__EXCERPTED PASSAGE__
**********

In fact, I can think of few stars that have received so much attention from writers. Might some of the planets there really be habitable? The two planets we are looking at are ‘super-Earths,’ with masses of 4.29±2.00 and 6.67±3.50 times that of Earth respectively. The new work makes the prospect of Earth-like conditions unlikely. In fact, Shim’s mineralogical study indicates that the high magnesium/silicon ratio of the parent star could produce planets unlike any we’re familiar with, as the scientist explains:
“With such a high magnesium and silicon ratio it is possible that the mineralogical make-up of planets around Tau Ceti could be significantly different from that of Earth. Tau Ceti’s planets could very well be dominated by the mineral olivine at shallow parts of the mantle and have lower mantles dominated by ferropericlase.”

**********

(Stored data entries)

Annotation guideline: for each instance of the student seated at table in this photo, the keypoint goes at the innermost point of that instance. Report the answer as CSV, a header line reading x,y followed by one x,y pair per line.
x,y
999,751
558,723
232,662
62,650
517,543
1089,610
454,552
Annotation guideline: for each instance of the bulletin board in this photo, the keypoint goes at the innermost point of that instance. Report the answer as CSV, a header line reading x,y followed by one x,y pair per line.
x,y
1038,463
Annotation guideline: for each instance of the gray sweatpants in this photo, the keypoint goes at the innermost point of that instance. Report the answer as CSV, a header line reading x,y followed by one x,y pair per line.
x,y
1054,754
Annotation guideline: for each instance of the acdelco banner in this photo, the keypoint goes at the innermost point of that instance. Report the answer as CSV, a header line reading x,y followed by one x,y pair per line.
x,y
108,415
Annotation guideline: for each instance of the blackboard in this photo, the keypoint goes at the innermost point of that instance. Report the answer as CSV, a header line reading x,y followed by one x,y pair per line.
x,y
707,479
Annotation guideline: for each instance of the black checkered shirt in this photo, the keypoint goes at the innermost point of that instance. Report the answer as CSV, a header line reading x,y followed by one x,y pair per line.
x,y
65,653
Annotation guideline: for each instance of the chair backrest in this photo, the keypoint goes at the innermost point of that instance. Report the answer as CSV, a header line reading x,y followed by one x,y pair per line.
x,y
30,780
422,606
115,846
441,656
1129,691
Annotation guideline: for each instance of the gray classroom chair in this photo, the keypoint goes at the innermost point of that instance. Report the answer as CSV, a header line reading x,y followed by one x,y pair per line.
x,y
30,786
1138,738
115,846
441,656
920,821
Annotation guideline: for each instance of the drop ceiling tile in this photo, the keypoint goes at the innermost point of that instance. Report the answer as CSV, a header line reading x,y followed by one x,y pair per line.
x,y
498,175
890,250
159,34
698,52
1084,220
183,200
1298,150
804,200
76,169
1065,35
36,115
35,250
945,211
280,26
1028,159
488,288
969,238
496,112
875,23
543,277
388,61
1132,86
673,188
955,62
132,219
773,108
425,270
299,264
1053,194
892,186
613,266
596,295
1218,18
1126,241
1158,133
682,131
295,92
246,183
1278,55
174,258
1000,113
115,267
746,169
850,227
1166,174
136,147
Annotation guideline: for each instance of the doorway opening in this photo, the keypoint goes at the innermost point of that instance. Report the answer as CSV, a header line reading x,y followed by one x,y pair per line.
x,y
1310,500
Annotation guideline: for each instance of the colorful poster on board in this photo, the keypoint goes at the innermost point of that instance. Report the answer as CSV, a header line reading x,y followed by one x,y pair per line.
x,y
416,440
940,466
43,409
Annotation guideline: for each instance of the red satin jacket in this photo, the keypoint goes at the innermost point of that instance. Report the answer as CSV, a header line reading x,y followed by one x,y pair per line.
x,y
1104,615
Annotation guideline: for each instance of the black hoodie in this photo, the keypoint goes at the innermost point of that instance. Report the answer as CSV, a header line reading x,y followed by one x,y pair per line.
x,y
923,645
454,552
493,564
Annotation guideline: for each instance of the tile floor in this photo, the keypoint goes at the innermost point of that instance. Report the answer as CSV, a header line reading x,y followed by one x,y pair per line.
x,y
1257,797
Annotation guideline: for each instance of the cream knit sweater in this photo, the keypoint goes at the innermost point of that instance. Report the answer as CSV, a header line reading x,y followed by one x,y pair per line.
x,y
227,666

**********

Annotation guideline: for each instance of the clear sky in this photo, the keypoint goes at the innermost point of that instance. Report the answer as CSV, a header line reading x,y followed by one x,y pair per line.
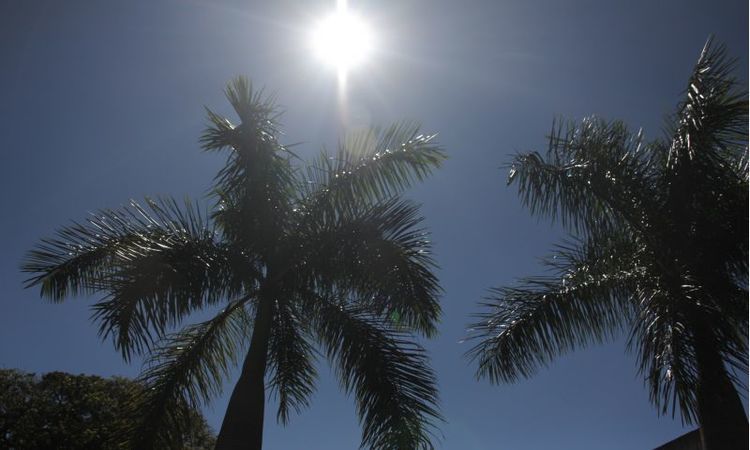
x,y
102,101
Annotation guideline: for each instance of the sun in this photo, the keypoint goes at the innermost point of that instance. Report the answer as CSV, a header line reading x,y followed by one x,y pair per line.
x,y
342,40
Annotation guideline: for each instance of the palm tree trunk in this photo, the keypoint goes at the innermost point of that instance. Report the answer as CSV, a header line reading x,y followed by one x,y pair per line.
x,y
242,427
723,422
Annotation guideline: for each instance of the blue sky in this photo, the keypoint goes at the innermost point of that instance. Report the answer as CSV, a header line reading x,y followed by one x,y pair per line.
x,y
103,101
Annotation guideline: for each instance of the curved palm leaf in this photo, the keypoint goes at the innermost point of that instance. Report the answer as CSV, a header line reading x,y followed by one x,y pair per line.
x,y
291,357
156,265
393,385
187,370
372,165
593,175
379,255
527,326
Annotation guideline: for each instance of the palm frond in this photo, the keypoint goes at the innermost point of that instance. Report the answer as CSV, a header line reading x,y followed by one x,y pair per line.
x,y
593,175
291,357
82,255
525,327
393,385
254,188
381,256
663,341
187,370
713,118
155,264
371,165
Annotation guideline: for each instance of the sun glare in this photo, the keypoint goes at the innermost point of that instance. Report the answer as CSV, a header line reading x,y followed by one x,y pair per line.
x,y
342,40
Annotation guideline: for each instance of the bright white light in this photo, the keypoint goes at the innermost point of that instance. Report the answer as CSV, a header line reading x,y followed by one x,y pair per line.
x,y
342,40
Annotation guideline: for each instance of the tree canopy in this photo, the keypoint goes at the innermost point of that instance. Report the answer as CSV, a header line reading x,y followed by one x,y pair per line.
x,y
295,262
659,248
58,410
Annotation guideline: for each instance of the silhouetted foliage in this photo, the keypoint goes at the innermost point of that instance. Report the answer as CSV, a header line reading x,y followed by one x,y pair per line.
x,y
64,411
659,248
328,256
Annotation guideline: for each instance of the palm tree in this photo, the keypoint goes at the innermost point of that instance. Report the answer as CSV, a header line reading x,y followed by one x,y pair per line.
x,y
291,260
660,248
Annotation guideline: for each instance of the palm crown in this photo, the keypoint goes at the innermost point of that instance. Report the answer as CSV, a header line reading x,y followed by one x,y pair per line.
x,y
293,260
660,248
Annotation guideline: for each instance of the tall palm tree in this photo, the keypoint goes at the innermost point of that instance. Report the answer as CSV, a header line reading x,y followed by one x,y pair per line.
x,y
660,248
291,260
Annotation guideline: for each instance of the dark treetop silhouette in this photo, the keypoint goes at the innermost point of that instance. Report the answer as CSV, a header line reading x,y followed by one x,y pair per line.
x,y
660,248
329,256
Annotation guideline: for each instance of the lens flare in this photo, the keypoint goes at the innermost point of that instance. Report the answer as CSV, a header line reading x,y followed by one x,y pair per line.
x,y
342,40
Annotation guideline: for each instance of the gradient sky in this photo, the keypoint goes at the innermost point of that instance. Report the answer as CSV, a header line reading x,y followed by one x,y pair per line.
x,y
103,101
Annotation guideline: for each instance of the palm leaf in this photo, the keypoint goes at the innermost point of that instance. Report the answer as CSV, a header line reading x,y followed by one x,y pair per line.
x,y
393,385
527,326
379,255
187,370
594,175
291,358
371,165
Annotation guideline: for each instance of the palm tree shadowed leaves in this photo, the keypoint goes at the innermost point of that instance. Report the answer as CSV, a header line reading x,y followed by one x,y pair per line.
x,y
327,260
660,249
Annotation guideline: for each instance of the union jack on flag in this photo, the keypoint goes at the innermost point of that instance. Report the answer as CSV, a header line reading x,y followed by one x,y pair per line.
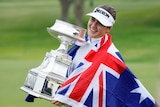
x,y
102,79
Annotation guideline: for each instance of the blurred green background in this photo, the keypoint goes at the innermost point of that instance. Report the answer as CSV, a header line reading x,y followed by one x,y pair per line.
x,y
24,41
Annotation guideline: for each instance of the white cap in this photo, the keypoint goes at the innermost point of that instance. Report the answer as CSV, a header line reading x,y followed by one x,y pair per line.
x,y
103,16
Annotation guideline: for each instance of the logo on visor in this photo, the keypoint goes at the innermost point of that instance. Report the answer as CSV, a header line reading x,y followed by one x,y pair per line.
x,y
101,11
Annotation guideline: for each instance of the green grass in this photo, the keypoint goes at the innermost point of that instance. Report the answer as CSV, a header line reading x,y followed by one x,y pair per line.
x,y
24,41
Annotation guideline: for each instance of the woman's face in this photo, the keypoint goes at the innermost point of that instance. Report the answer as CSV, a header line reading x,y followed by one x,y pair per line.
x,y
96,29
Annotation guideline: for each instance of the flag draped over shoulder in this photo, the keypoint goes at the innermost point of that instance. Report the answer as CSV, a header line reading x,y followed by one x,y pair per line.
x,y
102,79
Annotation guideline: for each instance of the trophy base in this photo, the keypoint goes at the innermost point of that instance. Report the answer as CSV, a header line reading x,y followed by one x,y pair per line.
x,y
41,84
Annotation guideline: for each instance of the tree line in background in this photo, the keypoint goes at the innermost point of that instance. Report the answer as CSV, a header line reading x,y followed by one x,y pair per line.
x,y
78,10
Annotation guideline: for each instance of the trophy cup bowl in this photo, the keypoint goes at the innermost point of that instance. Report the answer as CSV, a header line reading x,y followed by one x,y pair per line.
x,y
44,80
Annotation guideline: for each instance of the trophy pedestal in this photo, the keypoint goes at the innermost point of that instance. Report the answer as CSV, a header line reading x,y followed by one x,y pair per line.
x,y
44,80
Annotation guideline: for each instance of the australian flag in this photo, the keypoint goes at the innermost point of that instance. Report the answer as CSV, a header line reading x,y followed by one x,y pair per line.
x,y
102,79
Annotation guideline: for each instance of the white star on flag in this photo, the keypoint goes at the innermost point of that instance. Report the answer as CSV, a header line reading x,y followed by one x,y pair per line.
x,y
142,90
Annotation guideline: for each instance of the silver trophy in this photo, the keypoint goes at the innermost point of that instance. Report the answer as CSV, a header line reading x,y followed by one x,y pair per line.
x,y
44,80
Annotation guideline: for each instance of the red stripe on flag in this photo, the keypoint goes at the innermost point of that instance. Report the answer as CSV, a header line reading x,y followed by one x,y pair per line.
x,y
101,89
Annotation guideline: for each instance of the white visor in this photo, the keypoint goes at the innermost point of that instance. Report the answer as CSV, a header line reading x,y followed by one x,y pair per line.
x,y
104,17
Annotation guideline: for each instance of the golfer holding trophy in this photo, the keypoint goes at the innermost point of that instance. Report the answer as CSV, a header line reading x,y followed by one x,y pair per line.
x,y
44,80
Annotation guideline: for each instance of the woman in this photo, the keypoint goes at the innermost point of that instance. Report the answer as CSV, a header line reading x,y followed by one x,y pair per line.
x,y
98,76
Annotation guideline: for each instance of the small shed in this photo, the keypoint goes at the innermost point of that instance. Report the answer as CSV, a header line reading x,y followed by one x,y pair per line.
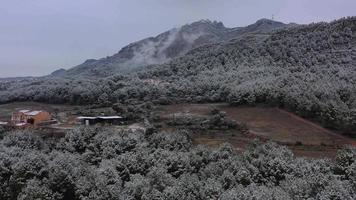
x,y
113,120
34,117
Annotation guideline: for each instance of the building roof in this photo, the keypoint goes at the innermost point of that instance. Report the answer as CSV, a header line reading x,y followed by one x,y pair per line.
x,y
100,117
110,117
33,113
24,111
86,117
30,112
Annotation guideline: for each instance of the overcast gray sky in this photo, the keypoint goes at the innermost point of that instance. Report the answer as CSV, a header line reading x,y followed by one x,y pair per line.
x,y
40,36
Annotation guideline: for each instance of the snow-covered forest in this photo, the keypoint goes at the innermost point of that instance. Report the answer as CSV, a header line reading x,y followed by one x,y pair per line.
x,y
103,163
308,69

**********

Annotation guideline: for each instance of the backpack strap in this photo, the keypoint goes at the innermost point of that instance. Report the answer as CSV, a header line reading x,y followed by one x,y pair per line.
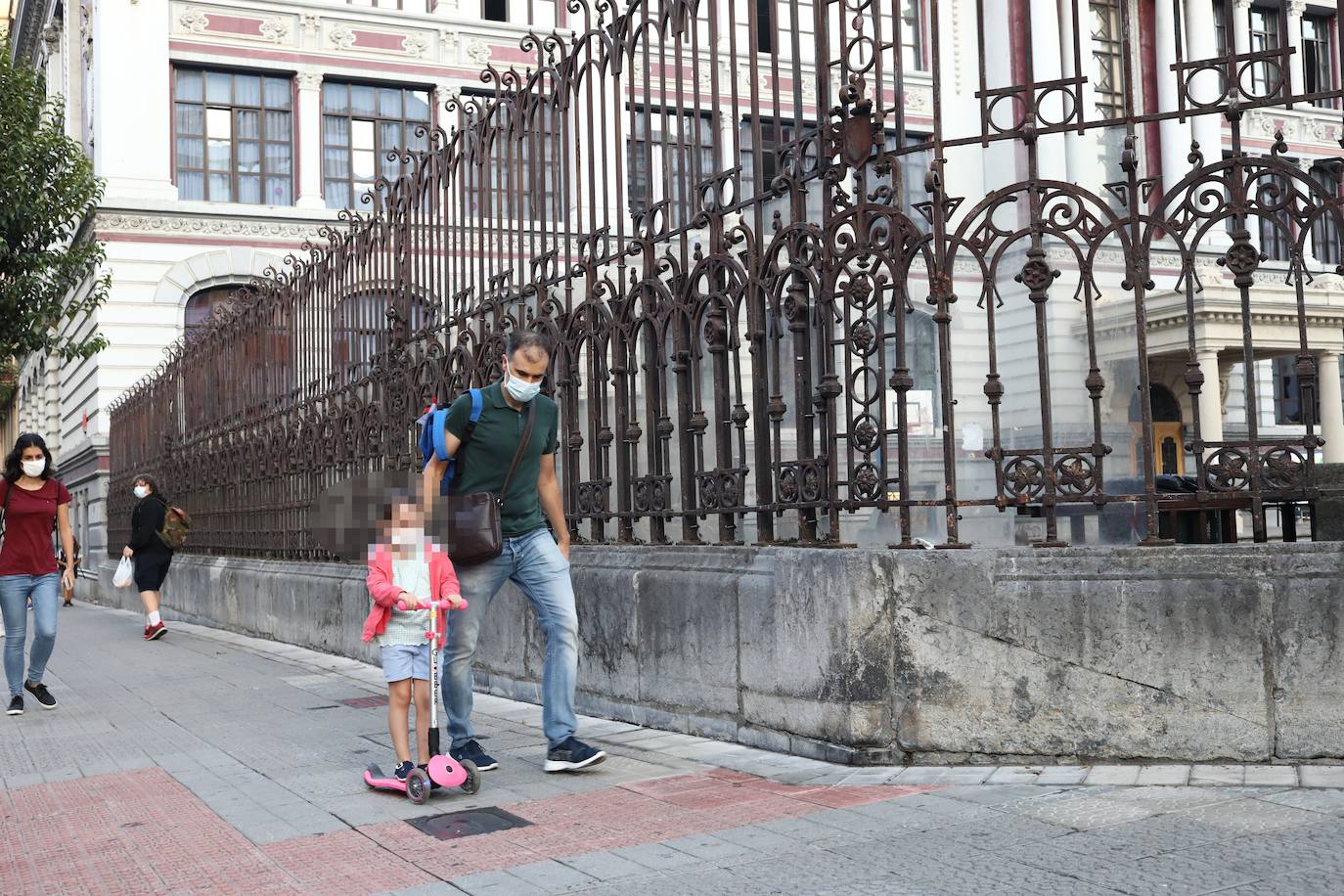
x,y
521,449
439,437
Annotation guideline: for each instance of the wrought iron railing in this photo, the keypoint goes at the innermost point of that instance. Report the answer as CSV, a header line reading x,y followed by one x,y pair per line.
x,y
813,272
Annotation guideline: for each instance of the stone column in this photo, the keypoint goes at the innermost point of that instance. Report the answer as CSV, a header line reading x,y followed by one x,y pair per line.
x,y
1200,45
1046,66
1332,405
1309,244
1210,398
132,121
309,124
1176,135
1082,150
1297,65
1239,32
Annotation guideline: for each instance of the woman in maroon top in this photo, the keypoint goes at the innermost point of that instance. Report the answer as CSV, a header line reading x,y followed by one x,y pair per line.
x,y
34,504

**********

__ACTIVITIES__
- 1) In the passage about Tau Ceti, which mineral could dominate the shallow parts of the mantle of its planets?
- 2) Write the next part of the passage about Tau Ceti's planets, picking up after its final sentence.

__RESULTS FOR EACH TASK__
- 1) Olivine could dominate the shallow parts of the mantle.

- 2)
Ferropericlase is a magnesium/iron oxide that is thought to be a major constituent of the Earth’s lower mantle, along with silicate perovskite, which is a magnesium/iron silicate. Because ferropericlase is viscous, an abundance of it in the mantle would make mantle rock flow more readily, possibly affecting plate tectonics and volcanism at the planetary surface. The resulting world would pose challenges for the development of life, and certainly for its detection. “Faster geochemical cycling,” the paper notes, “could impede the buildup of biologically produced non-equilibrium chemical species in the planet’s atmosphere.”
The paper describes what it calls a detectability index, or DI, that gauges the ability of a planet to house life and to maintain biosignatures of the kind we hope to detect with new space telescope missions. Tau Ceti planets in the habitable zone might, in other words, be habitable, but unlikely to produce detectable life signs in their atmospheres. Life would not necessarily be absent, but detecting it would require a thorough study of planetary evolution.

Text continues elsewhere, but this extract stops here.